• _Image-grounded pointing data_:
------------------------------------------------------------

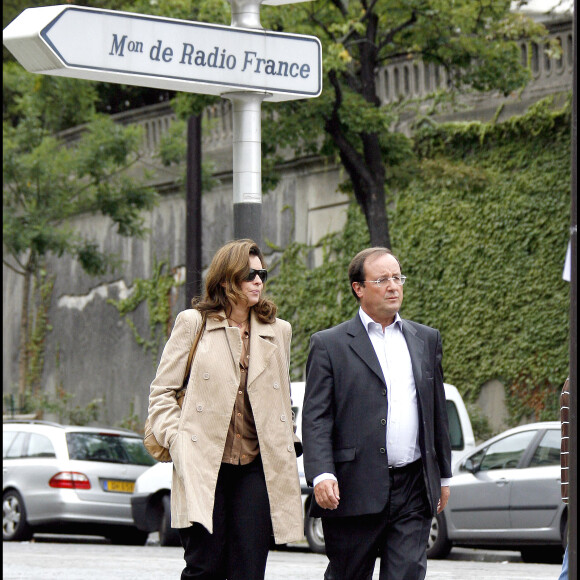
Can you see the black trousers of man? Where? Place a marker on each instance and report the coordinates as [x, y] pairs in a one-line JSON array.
[[398, 534], [242, 529]]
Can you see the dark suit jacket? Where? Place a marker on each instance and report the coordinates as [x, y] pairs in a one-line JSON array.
[[345, 404]]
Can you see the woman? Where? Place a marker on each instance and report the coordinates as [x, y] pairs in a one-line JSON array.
[[235, 478]]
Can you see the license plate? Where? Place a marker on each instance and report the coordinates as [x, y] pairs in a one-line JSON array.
[[119, 486]]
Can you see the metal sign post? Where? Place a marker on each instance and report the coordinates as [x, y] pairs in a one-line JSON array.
[[243, 63]]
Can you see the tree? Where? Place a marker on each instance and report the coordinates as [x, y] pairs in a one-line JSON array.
[[475, 42], [47, 181]]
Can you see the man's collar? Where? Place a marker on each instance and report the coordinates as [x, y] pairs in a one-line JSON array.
[[366, 319]]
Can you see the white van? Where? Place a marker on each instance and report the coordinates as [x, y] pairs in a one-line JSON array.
[[462, 441]]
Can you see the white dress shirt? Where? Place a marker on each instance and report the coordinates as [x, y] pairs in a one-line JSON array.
[[402, 414]]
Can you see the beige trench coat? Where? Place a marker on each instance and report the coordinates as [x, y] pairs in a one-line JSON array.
[[195, 436]]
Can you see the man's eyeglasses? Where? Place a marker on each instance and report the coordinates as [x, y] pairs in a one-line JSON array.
[[381, 282], [263, 274]]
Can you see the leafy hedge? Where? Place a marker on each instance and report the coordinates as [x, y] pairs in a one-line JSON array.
[[481, 232]]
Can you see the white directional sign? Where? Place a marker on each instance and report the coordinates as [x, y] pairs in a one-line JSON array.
[[135, 49]]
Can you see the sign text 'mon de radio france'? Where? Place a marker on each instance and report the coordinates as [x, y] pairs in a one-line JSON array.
[[166, 53]]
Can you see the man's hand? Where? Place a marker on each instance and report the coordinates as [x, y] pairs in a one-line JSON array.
[[444, 499], [326, 494]]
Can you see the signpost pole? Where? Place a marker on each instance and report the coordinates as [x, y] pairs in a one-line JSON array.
[[247, 140]]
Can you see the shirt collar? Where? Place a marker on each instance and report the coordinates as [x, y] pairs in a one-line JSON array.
[[368, 321]]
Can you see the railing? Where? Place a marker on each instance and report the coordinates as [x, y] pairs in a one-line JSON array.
[[399, 81], [409, 79]]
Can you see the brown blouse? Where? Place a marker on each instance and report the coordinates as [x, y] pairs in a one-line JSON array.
[[242, 439]]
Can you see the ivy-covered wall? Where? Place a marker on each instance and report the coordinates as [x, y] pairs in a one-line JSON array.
[[481, 232]]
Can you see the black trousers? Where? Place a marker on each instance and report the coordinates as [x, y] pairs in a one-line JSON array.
[[242, 529], [398, 535]]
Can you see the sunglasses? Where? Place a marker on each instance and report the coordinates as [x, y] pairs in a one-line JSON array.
[[253, 273]]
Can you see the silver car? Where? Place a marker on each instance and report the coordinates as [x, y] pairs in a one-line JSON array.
[[66, 479], [506, 495]]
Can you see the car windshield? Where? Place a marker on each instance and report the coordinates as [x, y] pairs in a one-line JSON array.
[[107, 447]]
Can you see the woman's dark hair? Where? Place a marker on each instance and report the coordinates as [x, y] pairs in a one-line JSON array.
[[229, 267]]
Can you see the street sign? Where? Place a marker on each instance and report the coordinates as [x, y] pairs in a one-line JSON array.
[[165, 53]]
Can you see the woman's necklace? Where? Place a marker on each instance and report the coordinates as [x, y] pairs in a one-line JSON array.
[[238, 324]]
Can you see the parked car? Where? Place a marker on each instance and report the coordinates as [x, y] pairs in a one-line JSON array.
[[70, 479], [462, 440], [506, 495]]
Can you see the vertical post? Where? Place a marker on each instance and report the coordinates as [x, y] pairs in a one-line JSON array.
[[193, 265], [247, 164], [573, 501]]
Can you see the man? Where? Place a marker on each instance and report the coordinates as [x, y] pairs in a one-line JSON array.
[[375, 431]]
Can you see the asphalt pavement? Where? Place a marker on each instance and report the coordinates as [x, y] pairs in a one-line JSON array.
[[53, 558]]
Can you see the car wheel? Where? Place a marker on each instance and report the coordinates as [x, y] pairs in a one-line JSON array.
[[542, 554], [15, 528], [128, 537], [438, 544], [315, 535], [168, 536]]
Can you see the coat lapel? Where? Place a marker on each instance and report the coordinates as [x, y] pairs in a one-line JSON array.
[[362, 346], [415, 345], [232, 337], [262, 347]]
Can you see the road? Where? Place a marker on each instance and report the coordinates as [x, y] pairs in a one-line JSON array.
[[52, 558]]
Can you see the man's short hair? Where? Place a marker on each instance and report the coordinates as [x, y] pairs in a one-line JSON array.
[[356, 269]]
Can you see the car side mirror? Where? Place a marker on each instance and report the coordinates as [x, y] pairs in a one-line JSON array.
[[470, 466]]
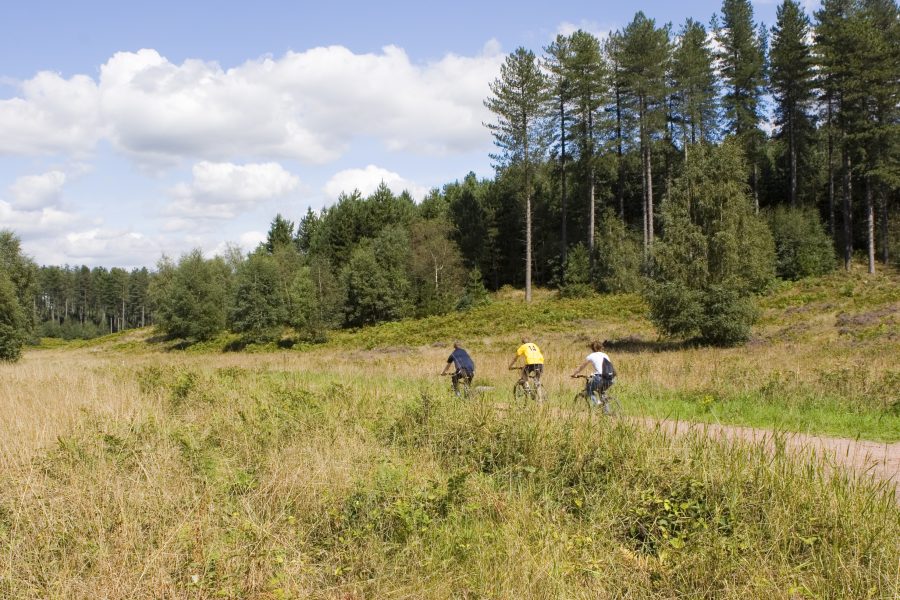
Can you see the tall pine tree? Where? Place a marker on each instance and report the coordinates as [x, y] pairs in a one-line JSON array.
[[518, 99], [791, 79]]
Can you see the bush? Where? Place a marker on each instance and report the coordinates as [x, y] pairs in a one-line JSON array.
[[577, 274], [802, 247], [12, 322], [619, 256], [727, 316]]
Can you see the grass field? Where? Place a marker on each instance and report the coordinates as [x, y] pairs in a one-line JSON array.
[[346, 470]]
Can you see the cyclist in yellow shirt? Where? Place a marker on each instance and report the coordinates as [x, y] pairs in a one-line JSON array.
[[534, 360]]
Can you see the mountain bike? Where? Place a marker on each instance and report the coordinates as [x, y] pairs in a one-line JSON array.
[[590, 397], [530, 389], [463, 388]]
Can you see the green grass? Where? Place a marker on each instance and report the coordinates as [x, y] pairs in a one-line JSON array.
[[252, 482]]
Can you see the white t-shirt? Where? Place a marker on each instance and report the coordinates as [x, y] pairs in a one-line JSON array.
[[597, 359]]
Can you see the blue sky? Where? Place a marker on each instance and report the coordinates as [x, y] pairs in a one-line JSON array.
[[131, 131]]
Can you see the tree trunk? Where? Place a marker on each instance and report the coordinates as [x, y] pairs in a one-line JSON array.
[[649, 196], [870, 223], [831, 227], [884, 226], [527, 224], [591, 193], [848, 210], [793, 163], [562, 129], [620, 187]]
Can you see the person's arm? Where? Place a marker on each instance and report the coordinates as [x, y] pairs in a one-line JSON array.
[[581, 368]]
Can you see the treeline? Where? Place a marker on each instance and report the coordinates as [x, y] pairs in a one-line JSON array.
[[642, 162], [594, 131]]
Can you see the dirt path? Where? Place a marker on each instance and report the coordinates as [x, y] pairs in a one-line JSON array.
[[880, 460]]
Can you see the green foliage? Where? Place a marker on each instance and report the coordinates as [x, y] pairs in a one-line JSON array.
[[475, 293], [259, 308], [377, 279], [577, 274], [317, 300], [191, 297], [802, 247], [280, 235], [714, 252], [727, 315], [12, 322], [619, 256], [436, 268]]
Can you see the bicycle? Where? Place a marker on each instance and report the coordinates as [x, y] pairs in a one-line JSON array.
[[530, 389], [592, 398], [463, 387]]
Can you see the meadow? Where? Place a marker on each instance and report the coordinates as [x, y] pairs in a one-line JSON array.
[[347, 470]]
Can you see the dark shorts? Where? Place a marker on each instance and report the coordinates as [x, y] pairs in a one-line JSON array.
[[536, 369], [599, 383]]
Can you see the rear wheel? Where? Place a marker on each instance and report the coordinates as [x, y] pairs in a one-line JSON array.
[[520, 392], [610, 406]]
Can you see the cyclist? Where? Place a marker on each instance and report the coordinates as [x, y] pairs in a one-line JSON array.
[[604, 373], [534, 360], [465, 366]]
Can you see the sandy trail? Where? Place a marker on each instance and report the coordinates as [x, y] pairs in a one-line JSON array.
[[879, 460]]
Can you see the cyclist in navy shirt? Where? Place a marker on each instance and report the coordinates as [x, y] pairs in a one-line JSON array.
[[465, 367]]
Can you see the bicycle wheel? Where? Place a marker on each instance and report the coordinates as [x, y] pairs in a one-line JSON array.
[[582, 401], [520, 392], [610, 406], [538, 391]]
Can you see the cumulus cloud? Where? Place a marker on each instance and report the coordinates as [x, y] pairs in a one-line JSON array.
[[308, 106], [33, 192], [52, 115], [36, 224], [224, 190], [367, 181]]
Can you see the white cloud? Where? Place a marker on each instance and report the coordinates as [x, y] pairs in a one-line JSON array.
[[308, 105], [41, 223], [52, 115], [367, 181], [33, 192], [224, 190]]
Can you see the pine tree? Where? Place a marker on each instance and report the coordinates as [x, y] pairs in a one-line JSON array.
[[791, 80], [645, 58], [557, 63], [518, 99], [742, 63], [694, 85]]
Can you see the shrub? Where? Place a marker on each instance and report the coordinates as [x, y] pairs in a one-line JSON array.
[[619, 256], [577, 274], [802, 247], [12, 322]]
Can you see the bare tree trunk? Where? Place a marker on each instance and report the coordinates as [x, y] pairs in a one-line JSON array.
[[884, 227], [562, 128], [848, 210], [620, 187], [527, 224], [831, 227], [793, 165], [870, 223]]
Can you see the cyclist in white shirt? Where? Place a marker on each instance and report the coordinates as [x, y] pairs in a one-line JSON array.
[[604, 373]]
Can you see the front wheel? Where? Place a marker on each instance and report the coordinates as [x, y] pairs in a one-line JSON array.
[[582, 401], [520, 392]]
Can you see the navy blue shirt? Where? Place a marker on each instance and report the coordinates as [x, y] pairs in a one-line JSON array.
[[462, 360]]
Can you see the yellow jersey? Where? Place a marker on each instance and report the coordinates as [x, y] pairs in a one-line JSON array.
[[531, 353]]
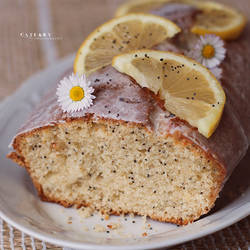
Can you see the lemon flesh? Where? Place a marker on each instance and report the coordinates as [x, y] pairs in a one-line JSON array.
[[188, 89], [120, 35], [215, 18]]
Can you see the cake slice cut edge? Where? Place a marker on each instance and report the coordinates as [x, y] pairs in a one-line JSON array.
[[119, 167]]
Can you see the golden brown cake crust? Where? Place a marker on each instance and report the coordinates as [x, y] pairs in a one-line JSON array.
[[179, 139]]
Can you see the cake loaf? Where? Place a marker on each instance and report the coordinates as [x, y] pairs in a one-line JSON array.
[[127, 154]]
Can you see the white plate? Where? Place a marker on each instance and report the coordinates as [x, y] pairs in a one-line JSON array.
[[20, 206]]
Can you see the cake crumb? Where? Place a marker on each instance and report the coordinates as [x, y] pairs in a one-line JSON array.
[[85, 212], [99, 228], [106, 217], [69, 220], [85, 228], [114, 226]]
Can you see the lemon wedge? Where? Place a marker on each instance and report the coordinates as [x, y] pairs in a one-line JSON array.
[[220, 20], [120, 35], [215, 18], [189, 90]]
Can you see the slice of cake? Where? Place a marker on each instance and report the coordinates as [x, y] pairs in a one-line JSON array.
[[127, 153]]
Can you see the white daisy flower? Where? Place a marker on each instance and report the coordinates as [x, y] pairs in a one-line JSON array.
[[74, 93], [209, 51], [217, 72]]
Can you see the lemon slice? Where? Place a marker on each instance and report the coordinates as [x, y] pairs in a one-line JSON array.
[[189, 90], [215, 18], [123, 34], [135, 6], [220, 20]]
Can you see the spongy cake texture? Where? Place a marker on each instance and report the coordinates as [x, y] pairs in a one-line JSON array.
[[119, 168], [125, 154]]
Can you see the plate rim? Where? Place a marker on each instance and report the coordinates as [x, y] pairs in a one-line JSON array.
[[72, 244]]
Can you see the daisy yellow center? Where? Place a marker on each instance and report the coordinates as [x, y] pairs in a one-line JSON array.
[[76, 94], [208, 51]]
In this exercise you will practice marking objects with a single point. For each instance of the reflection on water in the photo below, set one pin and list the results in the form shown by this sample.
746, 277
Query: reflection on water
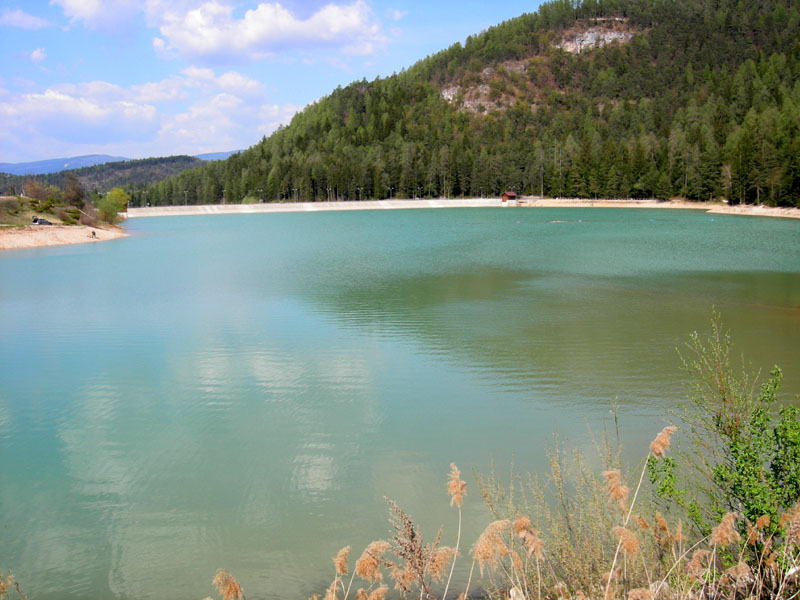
242, 391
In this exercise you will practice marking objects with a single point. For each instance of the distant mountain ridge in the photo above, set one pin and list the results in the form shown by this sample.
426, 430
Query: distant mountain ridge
54, 165
583, 98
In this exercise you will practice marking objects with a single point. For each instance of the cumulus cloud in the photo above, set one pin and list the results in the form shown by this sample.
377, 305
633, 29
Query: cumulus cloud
193, 112
37, 55
22, 20
100, 15
77, 118
212, 32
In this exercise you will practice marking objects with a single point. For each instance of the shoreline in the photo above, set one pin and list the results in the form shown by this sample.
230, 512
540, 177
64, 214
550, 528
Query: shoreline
401, 204
40, 236
33, 236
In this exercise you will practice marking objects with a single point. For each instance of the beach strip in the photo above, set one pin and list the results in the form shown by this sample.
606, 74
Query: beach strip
37, 236
400, 204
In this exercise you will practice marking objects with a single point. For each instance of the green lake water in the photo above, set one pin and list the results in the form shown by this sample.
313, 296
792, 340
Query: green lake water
242, 391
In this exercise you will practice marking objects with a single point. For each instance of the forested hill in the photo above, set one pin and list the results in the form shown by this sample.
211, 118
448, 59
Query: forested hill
607, 98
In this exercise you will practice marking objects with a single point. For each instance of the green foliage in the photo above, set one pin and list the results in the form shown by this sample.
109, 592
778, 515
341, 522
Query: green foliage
703, 102
73, 193
744, 452
112, 203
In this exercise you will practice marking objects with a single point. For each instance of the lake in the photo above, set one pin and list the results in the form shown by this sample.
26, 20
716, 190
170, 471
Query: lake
242, 391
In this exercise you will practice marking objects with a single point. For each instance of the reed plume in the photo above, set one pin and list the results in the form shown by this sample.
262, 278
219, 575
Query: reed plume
378, 593
227, 586
660, 444
725, 533
490, 545
698, 563
403, 579
617, 492
627, 541
340, 561
330, 593
369, 563
456, 487
791, 520
438, 561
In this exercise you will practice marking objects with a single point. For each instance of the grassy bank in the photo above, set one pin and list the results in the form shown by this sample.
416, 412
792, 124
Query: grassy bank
717, 515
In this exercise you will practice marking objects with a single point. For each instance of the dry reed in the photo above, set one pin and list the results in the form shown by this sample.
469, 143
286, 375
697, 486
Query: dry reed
227, 586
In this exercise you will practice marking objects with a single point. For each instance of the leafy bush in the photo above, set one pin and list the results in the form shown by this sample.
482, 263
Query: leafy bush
743, 456
112, 203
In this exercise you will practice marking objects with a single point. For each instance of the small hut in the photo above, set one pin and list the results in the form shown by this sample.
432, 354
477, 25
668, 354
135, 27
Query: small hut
508, 197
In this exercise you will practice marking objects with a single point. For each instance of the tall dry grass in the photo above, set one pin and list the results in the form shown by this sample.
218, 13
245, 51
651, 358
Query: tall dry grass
576, 533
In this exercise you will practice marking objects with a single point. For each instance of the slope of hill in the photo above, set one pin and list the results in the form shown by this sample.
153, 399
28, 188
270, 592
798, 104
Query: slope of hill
614, 98
130, 174
53, 165
216, 155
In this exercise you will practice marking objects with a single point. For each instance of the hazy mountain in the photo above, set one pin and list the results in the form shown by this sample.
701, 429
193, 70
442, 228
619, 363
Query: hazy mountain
54, 165
608, 98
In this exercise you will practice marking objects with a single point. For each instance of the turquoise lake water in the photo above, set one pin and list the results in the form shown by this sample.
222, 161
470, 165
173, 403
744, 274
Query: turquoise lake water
241, 391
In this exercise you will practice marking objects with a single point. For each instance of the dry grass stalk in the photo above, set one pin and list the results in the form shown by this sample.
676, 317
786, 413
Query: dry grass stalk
490, 545
738, 575
617, 492
660, 445
791, 520
340, 561
640, 594
330, 593
628, 543
403, 579
698, 564
456, 488
368, 565
378, 593
438, 561
725, 533
227, 586
407, 545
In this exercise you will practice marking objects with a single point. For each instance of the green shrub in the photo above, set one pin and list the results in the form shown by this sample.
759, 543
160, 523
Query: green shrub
109, 205
743, 455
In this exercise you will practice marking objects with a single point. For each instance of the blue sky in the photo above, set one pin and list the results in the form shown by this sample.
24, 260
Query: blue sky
141, 78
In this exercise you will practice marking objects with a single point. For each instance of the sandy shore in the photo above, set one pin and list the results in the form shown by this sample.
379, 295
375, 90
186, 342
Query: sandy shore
35, 236
219, 209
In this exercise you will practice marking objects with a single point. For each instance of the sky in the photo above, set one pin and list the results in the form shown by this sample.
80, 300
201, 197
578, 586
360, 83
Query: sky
141, 78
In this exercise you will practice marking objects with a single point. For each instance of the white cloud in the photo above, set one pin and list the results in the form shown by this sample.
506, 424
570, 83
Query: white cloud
396, 15
37, 55
152, 119
81, 119
211, 31
101, 15
22, 20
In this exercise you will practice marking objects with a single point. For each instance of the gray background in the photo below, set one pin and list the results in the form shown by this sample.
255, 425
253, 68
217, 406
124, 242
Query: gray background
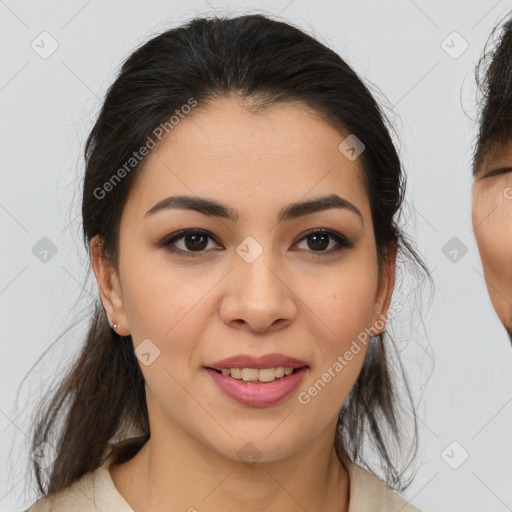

------------------------------------------------------------

• _What is needed_:
For each line of the data that includes the word "gray", return a copy of it.

• _Problem solution_:
In this exercise you will practice marking objects with a single point. For each instance of the gray background in the photo below, set one pin and list the results in the form shown by this sample.
Query: gray background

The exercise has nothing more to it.